Pull out every line of the listing below that contains the string "post", treating uppercase and lowercase as different.

──────── Listed entries ────────

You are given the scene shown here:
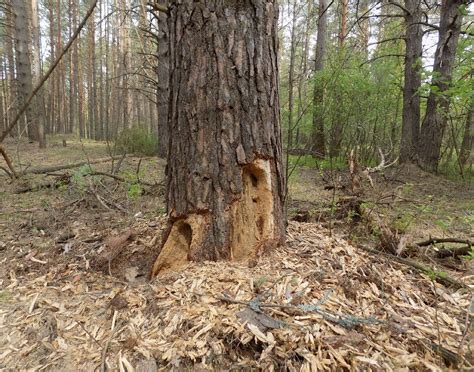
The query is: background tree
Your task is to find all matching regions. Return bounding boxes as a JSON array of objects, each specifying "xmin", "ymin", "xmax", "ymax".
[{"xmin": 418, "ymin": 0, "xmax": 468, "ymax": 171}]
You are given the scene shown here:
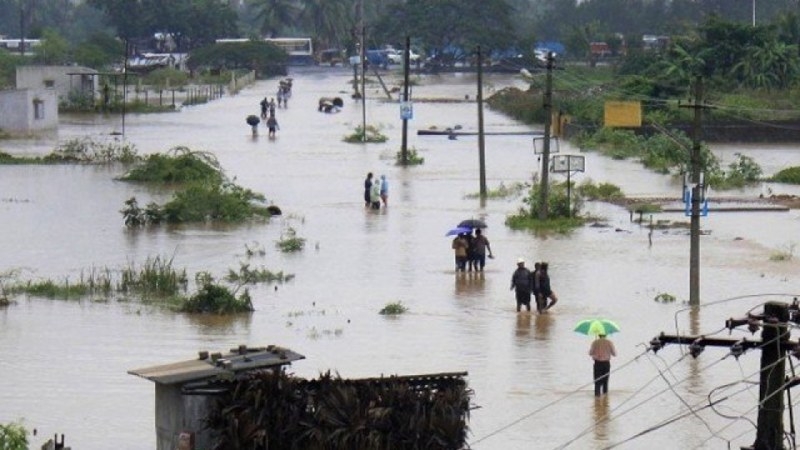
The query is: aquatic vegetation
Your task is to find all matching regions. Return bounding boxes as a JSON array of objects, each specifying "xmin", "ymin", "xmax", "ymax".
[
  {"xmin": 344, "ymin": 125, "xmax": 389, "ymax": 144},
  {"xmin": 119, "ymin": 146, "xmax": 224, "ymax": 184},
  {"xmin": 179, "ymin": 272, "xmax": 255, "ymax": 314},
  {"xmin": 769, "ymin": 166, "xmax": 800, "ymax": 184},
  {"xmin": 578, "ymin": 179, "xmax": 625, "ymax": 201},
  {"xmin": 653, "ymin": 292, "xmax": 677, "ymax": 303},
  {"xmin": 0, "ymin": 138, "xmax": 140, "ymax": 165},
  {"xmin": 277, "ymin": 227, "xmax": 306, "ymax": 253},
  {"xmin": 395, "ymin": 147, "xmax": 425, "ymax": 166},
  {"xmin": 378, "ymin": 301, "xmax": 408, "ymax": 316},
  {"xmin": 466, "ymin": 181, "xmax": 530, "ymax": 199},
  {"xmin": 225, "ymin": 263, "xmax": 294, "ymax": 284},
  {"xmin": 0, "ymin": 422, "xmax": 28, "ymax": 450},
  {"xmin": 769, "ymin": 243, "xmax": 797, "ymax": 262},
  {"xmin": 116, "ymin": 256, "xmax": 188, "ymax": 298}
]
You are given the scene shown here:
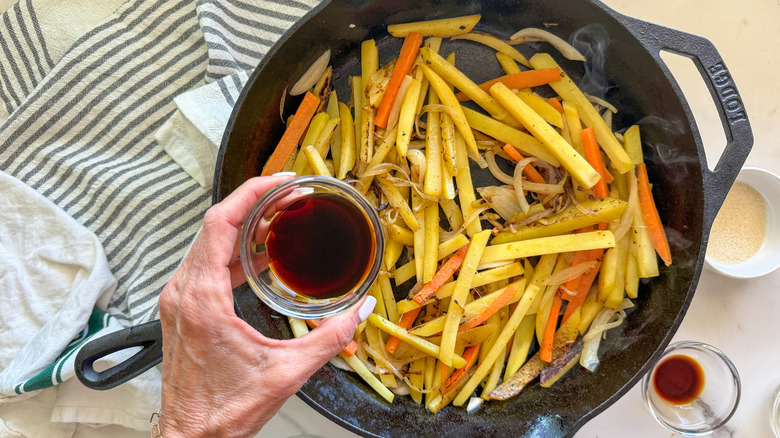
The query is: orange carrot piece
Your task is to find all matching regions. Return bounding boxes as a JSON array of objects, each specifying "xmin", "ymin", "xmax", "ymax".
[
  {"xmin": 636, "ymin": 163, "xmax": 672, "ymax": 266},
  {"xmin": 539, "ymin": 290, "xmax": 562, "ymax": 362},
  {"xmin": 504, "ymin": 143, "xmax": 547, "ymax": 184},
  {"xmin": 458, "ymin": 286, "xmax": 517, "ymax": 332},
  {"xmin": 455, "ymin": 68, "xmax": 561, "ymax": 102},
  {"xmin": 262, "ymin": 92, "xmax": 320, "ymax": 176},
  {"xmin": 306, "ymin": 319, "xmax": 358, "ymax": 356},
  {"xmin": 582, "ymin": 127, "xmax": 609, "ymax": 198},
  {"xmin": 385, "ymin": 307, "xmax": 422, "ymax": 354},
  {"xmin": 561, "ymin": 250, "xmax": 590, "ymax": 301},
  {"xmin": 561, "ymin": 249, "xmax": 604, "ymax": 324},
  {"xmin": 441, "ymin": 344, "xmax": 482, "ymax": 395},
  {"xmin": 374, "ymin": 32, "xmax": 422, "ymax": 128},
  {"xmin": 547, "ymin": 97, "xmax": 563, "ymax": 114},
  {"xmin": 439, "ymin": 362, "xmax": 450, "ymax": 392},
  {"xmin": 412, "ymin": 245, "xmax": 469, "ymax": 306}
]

────────
──────── Listed entries ────────

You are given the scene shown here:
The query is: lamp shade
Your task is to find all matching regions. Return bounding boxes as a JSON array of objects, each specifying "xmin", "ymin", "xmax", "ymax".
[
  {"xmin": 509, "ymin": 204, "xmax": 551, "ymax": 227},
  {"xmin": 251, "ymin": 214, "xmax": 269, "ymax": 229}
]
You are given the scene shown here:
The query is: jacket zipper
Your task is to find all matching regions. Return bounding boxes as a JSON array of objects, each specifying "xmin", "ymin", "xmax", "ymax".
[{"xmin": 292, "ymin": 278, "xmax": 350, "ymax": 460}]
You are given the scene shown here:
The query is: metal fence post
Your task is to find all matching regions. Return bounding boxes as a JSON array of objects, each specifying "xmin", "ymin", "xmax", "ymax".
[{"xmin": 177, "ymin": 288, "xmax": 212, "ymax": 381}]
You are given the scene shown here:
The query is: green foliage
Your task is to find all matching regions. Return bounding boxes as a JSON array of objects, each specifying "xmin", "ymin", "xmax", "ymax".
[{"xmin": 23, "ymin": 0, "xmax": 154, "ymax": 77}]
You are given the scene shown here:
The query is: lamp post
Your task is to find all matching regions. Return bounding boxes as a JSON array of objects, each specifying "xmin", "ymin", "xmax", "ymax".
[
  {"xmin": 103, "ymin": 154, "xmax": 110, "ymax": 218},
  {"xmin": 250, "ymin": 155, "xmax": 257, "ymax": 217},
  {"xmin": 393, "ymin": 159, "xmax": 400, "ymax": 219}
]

────────

● Full solution:
The query is: metal fence post
The query is: lamp post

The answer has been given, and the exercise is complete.